(Records from a collection)
###
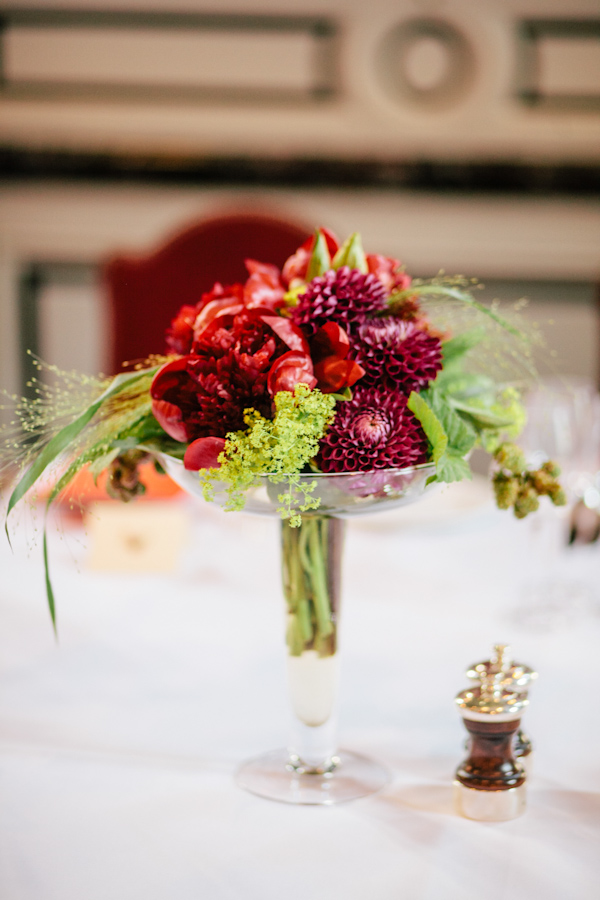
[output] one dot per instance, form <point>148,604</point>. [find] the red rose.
<point>263,288</point>
<point>289,370</point>
<point>329,349</point>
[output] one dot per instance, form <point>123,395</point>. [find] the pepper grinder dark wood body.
<point>518,678</point>
<point>490,783</point>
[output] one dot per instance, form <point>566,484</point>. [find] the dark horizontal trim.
<point>533,29</point>
<point>97,18</point>
<point>17,164</point>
###
• [Brief]
One exact copy of the data, no pictures: write it out line for line.

• [Output for this task]
[output] one dot per instance, form <point>148,604</point>. [find] the red rose.
<point>263,288</point>
<point>289,370</point>
<point>329,349</point>
[output] one dot per instance, form <point>123,395</point>. [find] the pepper grinder dark wood body.
<point>518,678</point>
<point>490,783</point>
[output] one dot per instance, form <point>566,484</point>. [find] the dark horizontal trim.
<point>533,29</point>
<point>97,18</point>
<point>17,164</point>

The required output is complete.